Requirement —
The records below are to be written out again, exactly as they appear.
[Supplied records]
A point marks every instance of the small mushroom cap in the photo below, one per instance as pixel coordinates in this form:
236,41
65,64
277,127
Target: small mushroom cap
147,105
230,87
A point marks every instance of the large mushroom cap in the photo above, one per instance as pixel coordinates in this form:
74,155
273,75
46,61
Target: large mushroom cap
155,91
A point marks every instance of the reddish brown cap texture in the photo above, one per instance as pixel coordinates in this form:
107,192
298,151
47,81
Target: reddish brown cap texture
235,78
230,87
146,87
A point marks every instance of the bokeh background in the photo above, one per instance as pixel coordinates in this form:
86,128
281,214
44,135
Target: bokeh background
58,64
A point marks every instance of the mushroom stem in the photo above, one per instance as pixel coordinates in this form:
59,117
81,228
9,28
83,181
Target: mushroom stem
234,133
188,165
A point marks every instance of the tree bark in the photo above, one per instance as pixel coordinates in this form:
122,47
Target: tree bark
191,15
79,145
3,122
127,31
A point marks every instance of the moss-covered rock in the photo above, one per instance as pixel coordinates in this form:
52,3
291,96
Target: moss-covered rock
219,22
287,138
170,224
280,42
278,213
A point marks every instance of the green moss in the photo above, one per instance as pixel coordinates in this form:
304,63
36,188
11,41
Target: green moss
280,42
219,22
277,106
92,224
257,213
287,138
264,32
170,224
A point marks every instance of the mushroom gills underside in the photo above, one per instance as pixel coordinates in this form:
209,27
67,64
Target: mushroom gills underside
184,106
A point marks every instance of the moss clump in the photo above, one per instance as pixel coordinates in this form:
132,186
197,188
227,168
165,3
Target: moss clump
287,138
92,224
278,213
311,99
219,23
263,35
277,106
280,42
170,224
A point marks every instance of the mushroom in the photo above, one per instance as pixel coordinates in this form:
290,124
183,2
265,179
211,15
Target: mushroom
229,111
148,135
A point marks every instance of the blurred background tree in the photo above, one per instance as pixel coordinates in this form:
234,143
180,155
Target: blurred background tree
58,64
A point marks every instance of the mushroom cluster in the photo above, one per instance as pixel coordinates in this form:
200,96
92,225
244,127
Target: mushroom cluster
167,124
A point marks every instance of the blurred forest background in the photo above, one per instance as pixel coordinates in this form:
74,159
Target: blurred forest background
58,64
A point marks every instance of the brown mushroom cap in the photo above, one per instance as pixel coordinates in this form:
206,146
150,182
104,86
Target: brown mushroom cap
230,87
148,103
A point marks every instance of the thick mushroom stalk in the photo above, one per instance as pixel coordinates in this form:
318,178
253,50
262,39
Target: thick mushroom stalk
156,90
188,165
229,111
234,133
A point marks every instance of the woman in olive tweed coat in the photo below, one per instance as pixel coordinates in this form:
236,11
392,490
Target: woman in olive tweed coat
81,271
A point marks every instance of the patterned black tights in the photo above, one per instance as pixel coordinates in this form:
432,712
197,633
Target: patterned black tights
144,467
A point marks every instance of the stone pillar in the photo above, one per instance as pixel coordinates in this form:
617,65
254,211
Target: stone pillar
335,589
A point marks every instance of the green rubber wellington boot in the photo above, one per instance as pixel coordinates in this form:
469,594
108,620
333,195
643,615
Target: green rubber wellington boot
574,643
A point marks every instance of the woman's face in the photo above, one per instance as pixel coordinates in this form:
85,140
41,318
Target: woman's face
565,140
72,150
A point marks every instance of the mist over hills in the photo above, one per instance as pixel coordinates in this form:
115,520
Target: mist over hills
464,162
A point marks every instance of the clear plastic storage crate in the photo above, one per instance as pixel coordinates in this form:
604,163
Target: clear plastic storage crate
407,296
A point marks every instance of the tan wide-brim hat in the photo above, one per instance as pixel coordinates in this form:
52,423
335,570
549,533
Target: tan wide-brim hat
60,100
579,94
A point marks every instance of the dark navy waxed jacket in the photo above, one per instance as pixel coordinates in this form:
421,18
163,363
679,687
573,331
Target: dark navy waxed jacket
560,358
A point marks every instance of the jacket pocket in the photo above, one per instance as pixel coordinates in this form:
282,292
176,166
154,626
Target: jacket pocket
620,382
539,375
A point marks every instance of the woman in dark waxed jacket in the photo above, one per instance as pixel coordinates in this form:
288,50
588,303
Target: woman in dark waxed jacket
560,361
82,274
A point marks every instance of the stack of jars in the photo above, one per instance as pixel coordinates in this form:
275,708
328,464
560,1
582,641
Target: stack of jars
[/Supplied records]
Completed exercise —
A point marks every instance of the small mushroom cap in the photo below, one per instance as pixel coordinates in this form:
236,41
65,64
277,127
Target: small mushroom cap
147,105
230,87
A point marks every instance of the large mushroom cap in the photo above, one per instance as pixel coordinates in this form:
74,155
273,75
46,61
Target: large mushroom cap
155,91
A point marks every instance of the reddish brown cap texture in the photo above, one per instance as pixel coordinates in this form:
107,192
298,151
47,81
Target: reddish brown cap texture
235,78
230,87
146,87
A point marks every instance of the bokeh background in the photo above, one per instance as pixel coordinates in this form:
86,128
281,214
44,135
Target: bokeh background
58,64
A point marks every instance of the mushroom stem in the photo above, one per instance as pixel coordinates in this form:
59,117
81,228
9,28
83,181
Target: mushroom stem
234,133
188,165
A point marks every instance of the tree bark in the photo above, one per instance as pixel coordinates in this form:
122,47
Target: tree bark
191,15
79,145
3,122
127,31
A point marks every instance of the moss-covered rock in the photo above, one per instance as pixel coordinates in this form:
52,3
291,96
Target: moss-covered rock
219,22
287,138
170,224
280,42
278,213
A point marks every instance of the green moss in the photo above, one per instance as pixel coordinates in this form:
304,63
36,188
11,41
Target: green moss
280,42
219,22
277,106
92,224
257,213
287,138
264,32
170,224
A point marks every instance of the mushroom gills underside in the photo above, one per instance as pixel coordinates in this form:
209,27
67,64
Target: mushroom gills underside
184,106
A point marks every instance of the moss clump in the photo above, one per instance as pixel coordinates in this form:
132,186
197,188
227,168
165,3
Target: moss clump
287,138
92,224
278,213
311,99
219,23
263,35
277,106
280,42
170,224
A point marks every instance of the mushroom in the photo above, one per instance as pixel coordinates in this form:
290,124
183,2
265,179
211,15
Target: mushroom
229,111
148,135
A point marks every instance of the blurred background tree in the photo above, one per instance as pixel coordinates in this form:
234,143
180,155
Target: blurred background tree
58,64
A point marks every instance of the mushroom cluster in the photo above, one per instance as pixel coordinates in this form:
200,96
92,225
244,127
Target: mushroom cluster
167,124
A point marks every instance of the blurred forest background in the photo above, one per instance as pixel coordinates in this form:
74,159
Target: blurred forest background
58,64
A point marks every instance of the brown mushroom cap in the photo above, one per instance as pixel coordinates in this form:
206,146
150,182
104,86
Target: brown mushroom cap
230,87
148,103
A point marks every instance of the thick mushroom stalk in the photo above, one per instance as pixel coordinates in this form:
318,178
253,50
262,39
Target: thick mushroom stalk
156,90
188,165
229,111
234,133
A point marks every instance of the woman in olive tweed coat in the photo below, one per instance as pixel coordinates in this form:
236,11
392,490
Target: woman in olive tweed coat
81,271
A point marks every instance of the patterned black tights in the photo above, one per instance as pixel coordinates in this form:
432,712
197,633
Target: patterned black tights
144,467
A point marks every instance of the stone pillar in the photo above, one per instance as pixel coordinates in this form:
617,65
254,211
Target: stone pillar
335,589
A point marks every instance of the green rubber wellington boot in the photo above, one per instance as pixel coordinates in this form:
469,594
108,620
333,195
643,615
Target: green rubber wellington boot
574,643
A point marks every instance of the woman's face in the photo above, one per instance as pixel coordinates in this form:
85,140
41,318
Target: woman's face
565,140
72,150
A point marks every instance of the mist over hills in the photo above, one per instance as pixel coordinates in this form:
115,520
Target: mist over hills
464,162
A point marks every instance of the clear plastic storage crate in the photo above, one per instance as pixel coordinates in this form:
604,163
Target: clear plastic storage crate
407,296
A point marks every instance of the tan wide-brim hat in the photo above, one per instance as pixel coordinates in this form:
52,423
335,570
549,533
Target: tan wide-brim hat
60,100
579,94
A point marks every instance of the dark navy waxed jacket in the photo above, one per instance as pixel coordinates in this form:
421,18
163,363
679,687
573,331
Target: dark navy waxed jacket
560,358
A point marks every instance of the jacket pocket in the photo above, one per instance as pixel coordinates in this form:
282,292
176,166
154,626
Target: jacket pocket
620,382
539,375
A point marks every instance of the woman in dark waxed jacket in the photo above, one per instance as pixel coordinates in this form:
288,50
588,303
Target: woman in dark waxed jacket
560,361
82,274
A point marks every instance of the stack of jars in the photo above, one per instance as pixel coordinates in this form:
275,708
328,464
560,1
582,641
Target: stack of jars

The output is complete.